GOAL OF THE EXERCISE
Working line by line, output the entries below exactly as they appear.

EXERCISE INPUT
┏━━

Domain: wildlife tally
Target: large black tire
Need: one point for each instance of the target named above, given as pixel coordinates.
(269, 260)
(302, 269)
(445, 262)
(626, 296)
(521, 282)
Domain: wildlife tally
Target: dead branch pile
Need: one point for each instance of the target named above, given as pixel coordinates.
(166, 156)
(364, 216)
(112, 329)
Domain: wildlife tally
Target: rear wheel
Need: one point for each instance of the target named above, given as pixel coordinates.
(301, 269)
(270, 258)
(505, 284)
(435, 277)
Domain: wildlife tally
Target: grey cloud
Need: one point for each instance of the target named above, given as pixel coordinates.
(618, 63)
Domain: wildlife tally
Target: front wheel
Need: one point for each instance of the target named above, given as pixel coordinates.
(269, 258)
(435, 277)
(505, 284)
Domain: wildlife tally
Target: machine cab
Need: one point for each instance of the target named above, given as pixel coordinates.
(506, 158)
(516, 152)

┗━━

EXPECTED ANSWER
Domain: wildlife tally
Target: large black tire
Need: one point for each instance of the target named above, given as pixel coordinates.
(269, 260)
(302, 269)
(445, 262)
(626, 296)
(521, 282)
Domain: wildlife tally
Target: dead branch pile
Need: one point for each instance of the target named above, given as pixel coordinates.
(166, 156)
(364, 216)
(112, 329)
Domain: wildlife tally
Target: rear wheel
Need: one point for each instance of the target named above, given as pixel coordinates.
(301, 269)
(270, 258)
(505, 284)
(435, 277)
Domain: wildlife tally
Target: grey cloud
Need: one point for each instance of the target named above, given as pixel coordinates.
(618, 63)
Domain: wildlife tally
Target: front wheel
Need: one point for each instance of the target named above, given as pixel coordinates.
(269, 258)
(435, 277)
(505, 284)
Domain: wildlife tally
Target: machine cab
Need: one point for each instance of the target named above, given as pixel coordinates.
(506, 158)
(516, 152)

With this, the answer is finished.